## THE TASK
Of all the lines below, output only those starting at the one with "Place a marker on every instance of the green leaf, each" and ending at the one with "Place a marker on every instance of the lake, each", both ends included, exactly as written.
*** SUPPLIED DATA
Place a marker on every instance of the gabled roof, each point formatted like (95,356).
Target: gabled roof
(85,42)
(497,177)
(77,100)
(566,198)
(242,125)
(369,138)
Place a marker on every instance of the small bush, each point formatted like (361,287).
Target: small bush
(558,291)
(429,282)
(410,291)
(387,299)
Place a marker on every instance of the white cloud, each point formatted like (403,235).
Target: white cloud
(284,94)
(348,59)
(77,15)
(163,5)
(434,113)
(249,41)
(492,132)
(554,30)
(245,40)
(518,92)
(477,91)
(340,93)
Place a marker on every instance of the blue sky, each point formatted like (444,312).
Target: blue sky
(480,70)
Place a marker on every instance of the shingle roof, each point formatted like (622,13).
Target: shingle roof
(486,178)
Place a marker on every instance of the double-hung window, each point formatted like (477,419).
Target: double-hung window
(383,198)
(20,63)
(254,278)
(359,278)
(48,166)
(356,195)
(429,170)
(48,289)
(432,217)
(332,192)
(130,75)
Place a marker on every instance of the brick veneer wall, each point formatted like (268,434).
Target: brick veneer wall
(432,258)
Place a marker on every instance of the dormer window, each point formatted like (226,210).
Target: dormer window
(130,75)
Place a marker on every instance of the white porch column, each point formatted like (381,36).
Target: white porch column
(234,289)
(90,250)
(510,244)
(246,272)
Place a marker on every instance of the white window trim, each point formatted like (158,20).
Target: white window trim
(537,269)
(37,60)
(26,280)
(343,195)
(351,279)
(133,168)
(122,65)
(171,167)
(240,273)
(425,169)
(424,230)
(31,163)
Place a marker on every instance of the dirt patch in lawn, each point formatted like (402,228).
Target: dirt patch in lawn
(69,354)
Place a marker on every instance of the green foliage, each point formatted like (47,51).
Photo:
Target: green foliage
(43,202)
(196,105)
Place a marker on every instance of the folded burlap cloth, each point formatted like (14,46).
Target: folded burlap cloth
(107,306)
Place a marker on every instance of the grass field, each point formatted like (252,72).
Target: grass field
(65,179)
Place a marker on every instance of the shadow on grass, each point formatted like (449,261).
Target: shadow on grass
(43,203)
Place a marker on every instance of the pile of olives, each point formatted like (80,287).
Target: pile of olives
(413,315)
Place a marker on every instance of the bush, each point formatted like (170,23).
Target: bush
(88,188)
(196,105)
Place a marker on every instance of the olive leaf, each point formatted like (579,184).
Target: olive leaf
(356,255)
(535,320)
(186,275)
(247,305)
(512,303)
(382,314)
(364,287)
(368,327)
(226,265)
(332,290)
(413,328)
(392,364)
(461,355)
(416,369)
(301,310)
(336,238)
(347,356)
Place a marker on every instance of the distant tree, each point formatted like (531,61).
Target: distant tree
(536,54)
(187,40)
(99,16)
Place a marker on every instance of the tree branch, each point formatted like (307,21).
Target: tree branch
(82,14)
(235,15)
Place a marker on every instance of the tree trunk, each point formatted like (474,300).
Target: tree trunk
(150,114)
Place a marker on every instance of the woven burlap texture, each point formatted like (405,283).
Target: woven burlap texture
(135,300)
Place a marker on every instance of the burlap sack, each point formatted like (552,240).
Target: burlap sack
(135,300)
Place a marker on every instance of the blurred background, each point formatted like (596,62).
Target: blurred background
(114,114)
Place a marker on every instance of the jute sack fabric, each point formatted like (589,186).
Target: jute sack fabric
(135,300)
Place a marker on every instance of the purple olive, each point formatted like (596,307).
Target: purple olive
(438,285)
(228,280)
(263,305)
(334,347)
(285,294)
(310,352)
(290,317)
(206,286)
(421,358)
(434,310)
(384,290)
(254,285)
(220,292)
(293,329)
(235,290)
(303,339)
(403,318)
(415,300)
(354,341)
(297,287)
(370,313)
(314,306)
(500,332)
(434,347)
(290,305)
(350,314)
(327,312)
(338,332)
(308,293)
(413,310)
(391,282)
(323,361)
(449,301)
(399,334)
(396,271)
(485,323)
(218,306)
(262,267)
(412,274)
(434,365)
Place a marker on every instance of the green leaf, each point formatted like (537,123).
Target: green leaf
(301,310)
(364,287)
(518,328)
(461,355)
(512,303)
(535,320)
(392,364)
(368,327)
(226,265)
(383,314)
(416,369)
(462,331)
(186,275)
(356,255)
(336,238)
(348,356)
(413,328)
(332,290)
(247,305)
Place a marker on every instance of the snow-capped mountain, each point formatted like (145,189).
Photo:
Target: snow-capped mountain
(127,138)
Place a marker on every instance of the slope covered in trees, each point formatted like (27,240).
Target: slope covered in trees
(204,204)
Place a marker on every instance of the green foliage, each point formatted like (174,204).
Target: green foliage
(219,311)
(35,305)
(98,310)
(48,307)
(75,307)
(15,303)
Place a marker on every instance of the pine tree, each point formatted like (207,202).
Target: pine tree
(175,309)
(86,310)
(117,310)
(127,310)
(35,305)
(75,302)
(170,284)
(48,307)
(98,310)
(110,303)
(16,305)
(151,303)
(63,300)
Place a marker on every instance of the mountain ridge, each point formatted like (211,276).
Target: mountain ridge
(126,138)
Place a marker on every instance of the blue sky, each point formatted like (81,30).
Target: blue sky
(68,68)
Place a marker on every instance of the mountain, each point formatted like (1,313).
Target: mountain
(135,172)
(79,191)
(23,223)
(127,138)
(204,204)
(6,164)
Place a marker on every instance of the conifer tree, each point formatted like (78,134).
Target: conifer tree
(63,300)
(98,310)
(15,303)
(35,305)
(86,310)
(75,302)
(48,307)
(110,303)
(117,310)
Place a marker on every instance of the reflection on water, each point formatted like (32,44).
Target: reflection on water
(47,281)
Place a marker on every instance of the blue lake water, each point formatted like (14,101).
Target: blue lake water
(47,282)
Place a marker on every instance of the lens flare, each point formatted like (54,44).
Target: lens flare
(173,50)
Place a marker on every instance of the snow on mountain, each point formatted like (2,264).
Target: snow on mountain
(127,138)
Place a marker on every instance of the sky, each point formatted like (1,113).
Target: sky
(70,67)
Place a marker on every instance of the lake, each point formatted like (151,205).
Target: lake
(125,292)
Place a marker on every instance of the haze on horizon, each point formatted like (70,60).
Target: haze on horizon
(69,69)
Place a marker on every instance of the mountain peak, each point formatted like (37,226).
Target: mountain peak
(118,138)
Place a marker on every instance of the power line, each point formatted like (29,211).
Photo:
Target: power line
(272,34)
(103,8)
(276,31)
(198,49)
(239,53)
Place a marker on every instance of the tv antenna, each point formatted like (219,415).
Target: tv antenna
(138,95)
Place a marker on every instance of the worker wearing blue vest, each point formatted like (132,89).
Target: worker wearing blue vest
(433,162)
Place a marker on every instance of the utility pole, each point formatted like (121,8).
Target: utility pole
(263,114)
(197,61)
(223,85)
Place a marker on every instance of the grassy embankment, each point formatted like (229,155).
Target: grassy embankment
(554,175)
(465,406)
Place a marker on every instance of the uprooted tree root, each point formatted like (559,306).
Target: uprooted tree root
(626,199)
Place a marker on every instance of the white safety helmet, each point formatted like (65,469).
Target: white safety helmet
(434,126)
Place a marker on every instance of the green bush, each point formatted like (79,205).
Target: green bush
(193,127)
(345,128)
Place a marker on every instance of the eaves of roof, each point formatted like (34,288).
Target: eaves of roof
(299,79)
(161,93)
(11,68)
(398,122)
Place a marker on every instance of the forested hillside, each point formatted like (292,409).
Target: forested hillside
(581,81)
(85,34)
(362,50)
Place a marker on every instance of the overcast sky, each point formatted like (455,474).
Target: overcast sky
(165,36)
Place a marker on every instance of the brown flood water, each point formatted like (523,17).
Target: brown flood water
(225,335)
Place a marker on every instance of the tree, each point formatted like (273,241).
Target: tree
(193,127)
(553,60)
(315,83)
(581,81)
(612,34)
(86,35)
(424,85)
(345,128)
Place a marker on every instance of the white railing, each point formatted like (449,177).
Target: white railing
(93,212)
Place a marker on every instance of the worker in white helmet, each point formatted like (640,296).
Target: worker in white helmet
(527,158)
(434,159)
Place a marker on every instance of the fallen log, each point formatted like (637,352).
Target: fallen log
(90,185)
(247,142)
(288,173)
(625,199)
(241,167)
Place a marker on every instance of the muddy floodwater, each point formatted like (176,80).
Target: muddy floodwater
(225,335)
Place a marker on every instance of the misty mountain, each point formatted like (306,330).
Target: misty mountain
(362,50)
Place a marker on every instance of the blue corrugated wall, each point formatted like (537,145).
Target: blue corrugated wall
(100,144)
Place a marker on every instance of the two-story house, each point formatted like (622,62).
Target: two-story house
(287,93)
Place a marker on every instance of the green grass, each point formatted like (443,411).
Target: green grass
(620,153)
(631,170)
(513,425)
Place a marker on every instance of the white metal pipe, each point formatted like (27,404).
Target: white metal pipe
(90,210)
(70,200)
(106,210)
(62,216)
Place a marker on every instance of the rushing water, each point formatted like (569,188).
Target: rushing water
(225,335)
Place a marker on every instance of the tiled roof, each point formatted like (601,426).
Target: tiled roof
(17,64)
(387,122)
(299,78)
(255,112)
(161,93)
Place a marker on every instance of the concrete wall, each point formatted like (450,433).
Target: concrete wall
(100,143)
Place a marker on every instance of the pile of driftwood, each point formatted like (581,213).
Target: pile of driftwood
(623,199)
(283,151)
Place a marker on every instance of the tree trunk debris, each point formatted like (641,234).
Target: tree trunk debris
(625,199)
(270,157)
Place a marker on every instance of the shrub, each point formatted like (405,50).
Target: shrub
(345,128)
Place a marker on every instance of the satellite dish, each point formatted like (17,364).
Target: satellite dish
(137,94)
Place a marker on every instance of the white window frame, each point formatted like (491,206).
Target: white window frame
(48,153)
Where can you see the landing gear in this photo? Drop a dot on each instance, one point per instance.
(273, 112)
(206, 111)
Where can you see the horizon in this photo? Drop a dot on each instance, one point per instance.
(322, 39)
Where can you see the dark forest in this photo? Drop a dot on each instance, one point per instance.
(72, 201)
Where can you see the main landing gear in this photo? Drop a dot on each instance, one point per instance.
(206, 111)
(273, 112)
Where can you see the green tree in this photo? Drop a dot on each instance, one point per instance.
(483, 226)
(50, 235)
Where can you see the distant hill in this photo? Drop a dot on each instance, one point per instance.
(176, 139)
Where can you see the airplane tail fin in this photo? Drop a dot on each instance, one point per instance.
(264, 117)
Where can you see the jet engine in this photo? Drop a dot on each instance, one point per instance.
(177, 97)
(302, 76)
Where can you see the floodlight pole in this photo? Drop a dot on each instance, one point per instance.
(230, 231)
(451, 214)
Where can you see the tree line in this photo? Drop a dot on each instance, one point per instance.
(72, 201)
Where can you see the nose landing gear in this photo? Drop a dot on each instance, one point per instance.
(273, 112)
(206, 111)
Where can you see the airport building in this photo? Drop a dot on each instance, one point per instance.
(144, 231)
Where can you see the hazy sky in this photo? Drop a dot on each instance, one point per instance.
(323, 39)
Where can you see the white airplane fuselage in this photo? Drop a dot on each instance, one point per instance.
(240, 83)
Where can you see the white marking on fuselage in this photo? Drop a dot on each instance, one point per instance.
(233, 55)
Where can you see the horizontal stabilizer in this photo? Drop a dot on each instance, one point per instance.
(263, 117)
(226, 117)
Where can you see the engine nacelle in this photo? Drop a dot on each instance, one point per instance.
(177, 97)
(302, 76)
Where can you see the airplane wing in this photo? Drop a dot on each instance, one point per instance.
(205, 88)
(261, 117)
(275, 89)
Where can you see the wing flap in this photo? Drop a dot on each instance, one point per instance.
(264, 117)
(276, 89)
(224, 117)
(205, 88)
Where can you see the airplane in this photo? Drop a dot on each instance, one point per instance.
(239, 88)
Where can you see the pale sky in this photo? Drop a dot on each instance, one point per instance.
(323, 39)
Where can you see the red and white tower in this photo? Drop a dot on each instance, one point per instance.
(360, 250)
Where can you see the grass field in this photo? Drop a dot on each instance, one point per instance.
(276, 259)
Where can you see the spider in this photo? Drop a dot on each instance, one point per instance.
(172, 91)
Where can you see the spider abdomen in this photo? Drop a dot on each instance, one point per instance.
******
## ANSWER SPACE
Place a marker on every instance of the green leaf, each point formatted like (537,123).
Target: green leaf
(301,310)
(364,287)
(518,328)
(461,355)
(512,303)
(535,320)
(392,364)
(368,327)
(226,265)
(383,314)
(416,369)
(462,331)
(186,275)
(356,255)
(336,238)
(348,356)
(413,328)
(332,290)
(247,305)
Place a marker on every instance of the snow-capped mountain, each point formatted like (145,189).
Photo:
Target: snow-capped mountain
(127,138)
Place a marker on every instance of the slope covered in trees, each point formatted like (27,240).
Target: slope covered in trees
(204,204)
Place a marker on every instance of the green foliage, each point formatted like (174,204).
Target: green foliage
(219,311)
(35,305)
(98,310)
(48,307)
(75,307)
(15,303)
Place a marker on every instance of the pine tree, each point formatted like (207,202).
Target: pine tree
(175,309)
(86,310)
(117,310)
(127,310)
(35,305)
(75,302)
(170,284)
(48,307)
(98,310)
(110,303)
(16,305)
(151,303)
(63,300)
Place a marker on every instance of the mountain ridge, each point formatted like (211,276).
Target: mountain ridge
(126,138)
Place a marker on every instance of the blue sky, each point formatted like (81,30).
Target: blue sky
(68,68)
Place a marker on every instance of the mountain, each point formatted like (1,313).
Target: mountain
(135,172)
(79,191)
(23,223)
(127,138)
(204,204)
(6,164)
Place a marker on every instance of the conifer tree, each point formatted like (78,134).
Target: conifer tree
(63,300)
(98,310)
(15,303)
(35,305)
(86,310)
(75,302)
(48,307)
(110,303)
(117,310)
Place a marker on every instance of the reflection on water, each point formatted like (32,44).
Target: reflection on water
(47,281)
Place a marker on every instance of the blue lake water, each point formatted like (14,101).
Target: blue lake water
(47,282)
Place a marker on every instance of the lens flare, each point formatted like (54,44).
Target: lens flare
(173,50)
Place a marker on every instance of the snow on mountain, each point formatted like (2,264).
Target: snow on mountain
(127,138)
Place a marker on every instance of the sky, each point formatted like (1,113).
Target: sky
(70,67)
Place a marker on every instance of the lake, each point formatted like (151,205).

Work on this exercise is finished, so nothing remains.